▶ **EXERCISE**: In the text on White Sox pitching, whose two-run single scored the first two hitters in González's first intrasquad outing?

▶ **GIVEN TEXT**:
--- --- ---
On top of the challenges facing all pitchers, González also has a springtime injury in the rear-view mirror. His first intrasquad effort Sunday featured the first three hitters reaching base - the second and third via the walk - and the first two of them scoring on Yermin Mercedes' two-run single. Andrew Vaughn tagged him for a home run later in his three innings. But even if the White Sox don't get the kind of results that sent González to the All-Star Game in back-to-back seasons the better part of a decade ago, they'll benefit from his veteran presence and winning experience, both on and off the field.

Rodón looked good in his first intrasquad performance Saturday, even if he was the victim of Luis Robert's ridiculous falling-down home run. Dunning looked very good when he pitched Sunday.

Now, as Allen Iverson said, we talkin' 'bout practice, and a small sample size of it, at that. But merely looking at the starting pitching on this team, there's a volume of options that can often separate the winners from the losers. Just look to last year's White Sox group, which struggled to plug the hole Rodón vacated throughout the remainder of the season. While there's no guaranteeing performance, it wouldn't be much of a stretch to suggest White Sox fans can forget about seeing the likes of Ervin Santana and Odrisamer Despaigne again. Even the plug-in options are attractive now, which of course is the idea when building a contender.

"We've got some young guys that are filling the spots," González said Sunday. "Mike is huge for this organization, he's huge for the clubhouse. Obviously it's his decision, and we respect him 100 percent. I wish I would have had an opportunity to play with him a little bit more, but I get it.

"It's respect for him and his family, but we've got to focus on people who are here, and I think that after watching Dunning pitch, some of the guys coming in showing their stuff, it's pretty exciting to see there are guys who are going to try to step up and do their part and make it a deal to be recognized in this organization and try to earn their spot here."

RELATED: Luis Robert's legend grows, suggesting White Sox should ready for superstardom

In the bullpen, meanwhile, the White Sox won't have Kopech to use in any potentially gadgety ways. But the group down there looks promising, too, especially now with the proven commodity that is Steve Cishek lengthening a back end that already included Alex Colomé and Aaron Bummer. Evan Marshall and Jimmy Cordero - and should the much discussed bounce back materialize, Kelvin Herrera - are still there, too, though Hahn will be among the first to warn of the unbankability of relief pitching from one season to the next. But in a season when the White Sox lost 89 games, the bullpen was a strength. Returning that same cast of characters and adding Cishek, who did such a good job for the Cubs in recent seasons, provides plenty of confidence that it can be a strength again.
--- --- ---
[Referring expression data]
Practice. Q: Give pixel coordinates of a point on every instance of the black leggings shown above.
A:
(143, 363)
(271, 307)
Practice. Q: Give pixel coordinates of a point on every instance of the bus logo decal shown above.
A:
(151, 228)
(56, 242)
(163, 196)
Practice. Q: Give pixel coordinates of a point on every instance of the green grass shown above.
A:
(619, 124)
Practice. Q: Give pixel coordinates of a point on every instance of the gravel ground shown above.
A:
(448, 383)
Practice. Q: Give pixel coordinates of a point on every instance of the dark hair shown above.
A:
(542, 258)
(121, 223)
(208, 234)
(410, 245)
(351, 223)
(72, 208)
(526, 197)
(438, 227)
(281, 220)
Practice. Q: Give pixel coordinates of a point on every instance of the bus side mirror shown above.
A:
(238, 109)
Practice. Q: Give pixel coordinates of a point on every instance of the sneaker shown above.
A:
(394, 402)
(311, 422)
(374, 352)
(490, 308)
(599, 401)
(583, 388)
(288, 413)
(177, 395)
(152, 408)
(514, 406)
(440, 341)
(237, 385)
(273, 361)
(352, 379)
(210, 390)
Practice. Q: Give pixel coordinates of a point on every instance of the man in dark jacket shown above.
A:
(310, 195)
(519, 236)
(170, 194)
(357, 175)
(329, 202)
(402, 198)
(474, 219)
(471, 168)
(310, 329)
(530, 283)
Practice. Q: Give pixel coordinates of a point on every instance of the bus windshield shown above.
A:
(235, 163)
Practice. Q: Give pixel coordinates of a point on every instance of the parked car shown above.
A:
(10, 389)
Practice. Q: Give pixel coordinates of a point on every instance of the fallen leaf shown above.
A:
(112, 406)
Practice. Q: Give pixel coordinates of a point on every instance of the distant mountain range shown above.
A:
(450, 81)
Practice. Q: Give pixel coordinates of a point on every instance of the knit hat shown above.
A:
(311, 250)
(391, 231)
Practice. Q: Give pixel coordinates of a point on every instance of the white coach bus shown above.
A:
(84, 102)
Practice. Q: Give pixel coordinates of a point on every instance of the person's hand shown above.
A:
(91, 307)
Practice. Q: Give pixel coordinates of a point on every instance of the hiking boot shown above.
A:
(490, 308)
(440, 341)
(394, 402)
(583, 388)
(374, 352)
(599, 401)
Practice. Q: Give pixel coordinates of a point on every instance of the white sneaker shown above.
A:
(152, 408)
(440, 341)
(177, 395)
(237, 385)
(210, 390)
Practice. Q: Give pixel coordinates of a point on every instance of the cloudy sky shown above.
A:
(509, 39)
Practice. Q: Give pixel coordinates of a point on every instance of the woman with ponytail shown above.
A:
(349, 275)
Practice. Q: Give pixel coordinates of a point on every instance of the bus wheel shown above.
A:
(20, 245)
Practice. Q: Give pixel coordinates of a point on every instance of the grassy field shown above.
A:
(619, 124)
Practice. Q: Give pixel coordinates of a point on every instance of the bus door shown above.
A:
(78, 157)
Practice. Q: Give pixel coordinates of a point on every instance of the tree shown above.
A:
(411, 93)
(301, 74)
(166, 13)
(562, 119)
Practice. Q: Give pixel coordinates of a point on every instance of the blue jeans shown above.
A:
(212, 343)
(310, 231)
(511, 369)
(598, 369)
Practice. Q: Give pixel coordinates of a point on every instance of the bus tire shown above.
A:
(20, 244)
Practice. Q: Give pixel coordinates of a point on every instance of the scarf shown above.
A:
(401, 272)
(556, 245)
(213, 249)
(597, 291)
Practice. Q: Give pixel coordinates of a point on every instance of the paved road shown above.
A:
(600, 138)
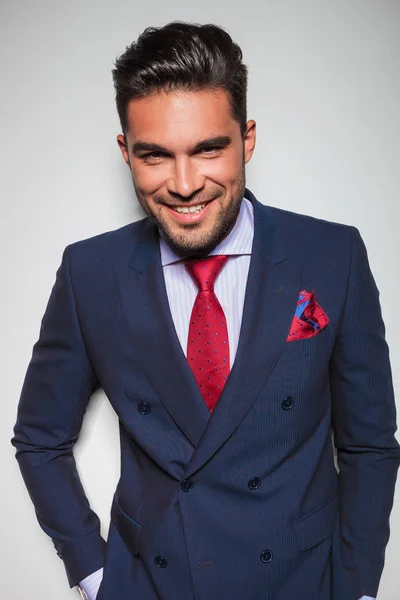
--- --- ---
▶ **YOUR SOLUTION**: Yermin Mercedes